Problem to work on:
Repeat every line below word for word, leaving the pictures out.

Information provided:
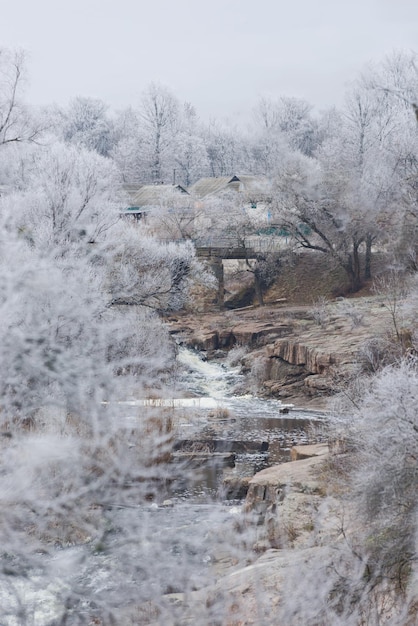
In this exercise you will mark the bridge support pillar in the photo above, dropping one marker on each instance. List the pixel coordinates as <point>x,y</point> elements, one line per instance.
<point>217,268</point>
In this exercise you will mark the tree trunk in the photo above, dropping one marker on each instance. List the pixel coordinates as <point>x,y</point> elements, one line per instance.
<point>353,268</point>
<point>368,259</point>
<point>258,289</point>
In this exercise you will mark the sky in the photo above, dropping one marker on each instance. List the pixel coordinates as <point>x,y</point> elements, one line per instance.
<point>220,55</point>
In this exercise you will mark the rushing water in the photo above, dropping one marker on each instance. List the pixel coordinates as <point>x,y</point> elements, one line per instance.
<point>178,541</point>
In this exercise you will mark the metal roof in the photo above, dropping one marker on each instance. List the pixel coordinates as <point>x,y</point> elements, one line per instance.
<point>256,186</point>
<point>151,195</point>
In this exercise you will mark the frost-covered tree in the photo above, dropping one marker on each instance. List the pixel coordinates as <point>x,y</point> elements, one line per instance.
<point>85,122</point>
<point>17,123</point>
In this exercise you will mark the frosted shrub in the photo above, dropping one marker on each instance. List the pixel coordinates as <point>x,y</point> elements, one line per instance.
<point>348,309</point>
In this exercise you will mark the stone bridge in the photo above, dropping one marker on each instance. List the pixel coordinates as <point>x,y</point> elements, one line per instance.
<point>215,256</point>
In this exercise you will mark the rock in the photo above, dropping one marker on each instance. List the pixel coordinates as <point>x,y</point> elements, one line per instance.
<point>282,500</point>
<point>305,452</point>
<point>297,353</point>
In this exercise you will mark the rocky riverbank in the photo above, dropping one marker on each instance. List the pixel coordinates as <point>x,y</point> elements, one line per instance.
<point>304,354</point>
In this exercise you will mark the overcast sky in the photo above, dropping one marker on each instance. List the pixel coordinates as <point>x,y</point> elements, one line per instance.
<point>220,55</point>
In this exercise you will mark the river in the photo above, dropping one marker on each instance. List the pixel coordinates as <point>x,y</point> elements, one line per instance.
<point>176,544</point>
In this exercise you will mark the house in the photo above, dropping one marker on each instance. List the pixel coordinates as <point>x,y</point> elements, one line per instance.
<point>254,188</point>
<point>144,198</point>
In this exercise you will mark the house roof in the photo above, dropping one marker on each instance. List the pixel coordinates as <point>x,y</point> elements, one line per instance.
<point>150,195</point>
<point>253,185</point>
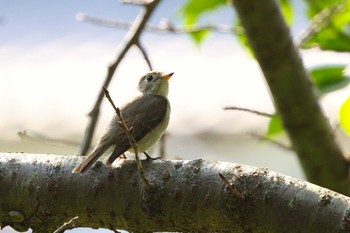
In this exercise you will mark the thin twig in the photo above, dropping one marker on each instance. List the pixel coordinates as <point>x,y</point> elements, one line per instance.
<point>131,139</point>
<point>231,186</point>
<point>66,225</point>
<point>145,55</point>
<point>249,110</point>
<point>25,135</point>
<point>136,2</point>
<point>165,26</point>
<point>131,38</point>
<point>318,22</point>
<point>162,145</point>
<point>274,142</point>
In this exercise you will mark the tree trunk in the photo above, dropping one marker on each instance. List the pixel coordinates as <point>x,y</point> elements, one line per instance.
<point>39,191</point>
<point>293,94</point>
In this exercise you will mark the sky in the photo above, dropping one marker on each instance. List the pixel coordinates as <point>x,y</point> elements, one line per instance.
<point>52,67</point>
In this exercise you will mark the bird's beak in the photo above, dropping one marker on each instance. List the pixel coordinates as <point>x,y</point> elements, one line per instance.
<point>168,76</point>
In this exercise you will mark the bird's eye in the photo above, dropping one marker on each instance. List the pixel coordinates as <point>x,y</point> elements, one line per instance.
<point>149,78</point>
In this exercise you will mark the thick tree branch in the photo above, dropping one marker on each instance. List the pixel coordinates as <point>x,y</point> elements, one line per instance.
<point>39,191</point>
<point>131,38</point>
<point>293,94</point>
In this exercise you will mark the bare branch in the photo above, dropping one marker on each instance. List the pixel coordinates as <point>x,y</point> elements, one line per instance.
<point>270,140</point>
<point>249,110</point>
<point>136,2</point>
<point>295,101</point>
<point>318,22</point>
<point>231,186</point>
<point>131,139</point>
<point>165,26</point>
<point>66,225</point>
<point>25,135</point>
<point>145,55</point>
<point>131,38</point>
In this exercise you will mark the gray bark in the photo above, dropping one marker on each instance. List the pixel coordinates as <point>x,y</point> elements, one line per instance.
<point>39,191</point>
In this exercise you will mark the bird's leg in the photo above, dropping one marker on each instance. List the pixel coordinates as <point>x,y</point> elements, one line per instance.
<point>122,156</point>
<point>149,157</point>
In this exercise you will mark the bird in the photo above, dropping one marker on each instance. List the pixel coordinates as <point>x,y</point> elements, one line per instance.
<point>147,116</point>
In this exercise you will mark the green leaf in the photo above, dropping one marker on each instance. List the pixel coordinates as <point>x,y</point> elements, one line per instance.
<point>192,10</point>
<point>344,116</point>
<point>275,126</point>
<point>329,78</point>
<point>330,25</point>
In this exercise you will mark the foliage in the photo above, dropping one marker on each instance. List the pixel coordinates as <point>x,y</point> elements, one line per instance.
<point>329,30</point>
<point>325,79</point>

Response to this task:
In this exercise you will mark the bridge support pillar in the photo above, dropping one marker on each instance. List the pixel coordinates as <point>x,y</point> elements, one line per instance.
<point>217,268</point>
In this exercise you will mark the tree trunk in the photo above, dropping one marker on each instance. List the pixel coordinates as <point>x,y</point> elements, one line per instance.
<point>353,268</point>
<point>368,259</point>
<point>258,289</point>
In this exercise you will mark the sky in the photo above, dropping one marker on each instance. List the pixel coordinates as <point>x,y</point> elements, one line per instance.
<point>220,55</point>
In this exercise you will mark the rushing water in the photo above, dropping one marker on each instance. List the pixel coordinates as <point>x,y</point> elements, one line per instance.
<point>178,541</point>
In this exercise you will mark the metal roof in the photo above, dropping one marker on each instance. List the pixel coordinates as <point>x,y</point> elements, one line per instance.
<point>256,186</point>
<point>151,195</point>
In this exercise you will mark the frost-covered tree in the photo above, dropping one marker on each instance. List the pixel coordinates as <point>x,y</point> elements, one line per instance.
<point>85,122</point>
<point>17,123</point>
In this exercise you will mark the frosted shrub in the photo above, dropping one marker on each instance. List the pixel coordinates as <point>x,y</point> elements, one line per instance.
<point>348,309</point>
In this exercise you will mark the stone bridge in the photo above, dropping one marker on each instance. List the pixel coordinates as <point>x,y</point> elements, one line per instance.
<point>215,256</point>
In this exercise you will mark the rock in the photo above, dropping one marker on each instance. List the pixel coordinates as <point>x,y</point> elements, one line per instance.
<point>282,500</point>
<point>305,452</point>
<point>297,353</point>
In this exercise you will mark the rocky riverbank in the photo above, dropping one marker on each instance. List the pixel coordinates as <point>x,y</point> elements, one line per instance.
<point>304,354</point>
In this exercise you will mark the overcast sky in the photo above, dropping one marker on each instance. List the pixel coordinates as <point>x,y</point> elements, one line per instance.
<point>220,55</point>
In this exercise you will mark the river in the photo above, dropping one marker on each instance. List the pixel coordinates as <point>x,y</point> elements, one line per instance.
<point>176,544</point>
In this exercise you will mark the house in the photo above, dropping one marker on each instance. List the pixel coordinates as <point>x,y</point> elements, one line per instance.
<point>254,188</point>
<point>144,198</point>
In this exercise you will mark the house roof in the photo above, dropping one marker on each instance. List the pixel coordinates as <point>x,y</point> elements, one line per instance.
<point>150,195</point>
<point>253,185</point>
In this exercise you will mark the thin twig in the photo above, dropping one marker on each instance. List the pixel coordinates as <point>x,y</point> elements, one line per instance.
<point>131,139</point>
<point>231,186</point>
<point>66,225</point>
<point>145,55</point>
<point>249,110</point>
<point>25,135</point>
<point>136,2</point>
<point>165,26</point>
<point>131,38</point>
<point>318,22</point>
<point>162,145</point>
<point>274,142</point>
In this exercise you will mark the tree trunk in the photo above, dropping one marker on each instance. List the pixel coordinates as <point>x,y</point> elements, one line per instance.
<point>39,191</point>
<point>293,94</point>
In this exercise you will mark the sky in the photo above, dropping one marker on each instance. List the pixel coordinates as <point>x,y</point> elements, one line per instance.
<point>52,67</point>
In this exercise you will mark the bird's beak in the photo above, dropping one marker on each instance. List the pixel coordinates as <point>x,y</point> elements, one line per instance.
<point>168,76</point>
In this exercise you will mark the bird's eye in the photo above, dropping one marker on each instance. List the pixel coordinates as <point>x,y</point> elements, one line per instance.
<point>149,78</point>
In this exercise you will mark the thick tree branch in the photo above, dropping one marker on each instance. List the pixel coordinates as <point>x,y</point> elements, one line per instance.
<point>39,191</point>
<point>131,38</point>
<point>293,94</point>
In this exercise you will mark the bare branch in the photo above, dropping one marker on each instance. List the pixel coordinates as <point>x,y</point> elements, one line per instance.
<point>270,140</point>
<point>249,110</point>
<point>136,2</point>
<point>295,101</point>
<point>318,22</point>
<point>231,186</point>
<point>131,139</point>
<point>165,26</point>
<point>66,225</point>
<point>25,135</point>
<point>145,55</point>
<point>131,38</point>
In this exercise you will mark the gray bark in the photo above, dropping one marker on each instance. List the pixel coordinates as <point>x,y</point> elements, one line per instance.
<point>39,191</point>
In this exercise you will mark the bird's leg in the photo above, dropping one marker on each instance. List the pixel coordinates as <point>x,y</point> elements, one line per instance.
<point>122,156</point>
<point>149,157</point>
In this exercise you will mark the bird in the photo above, dropping one marker on each instance. List the pixel coordinates as <point>x,y</point> elements, one line per instance.
<point>147,116</point>
In this exercise you will mark the green leaf in the photo above, dropping one marker on each instance. List the pixel coordinates as <point>x,y</point> elements, one line per instance.
<point>192,10</point>
<point>344,116</point>
<point>275,126</point>
<point>329,78</point>
<point>330,25</point>
In this exercise you will mark the foliage in the photo above, dropping one marker on each instance. List the pixel coordinates as <point>x,y</point> elements, one line per instance.
<point>329,30</point>
<point>325,79</point>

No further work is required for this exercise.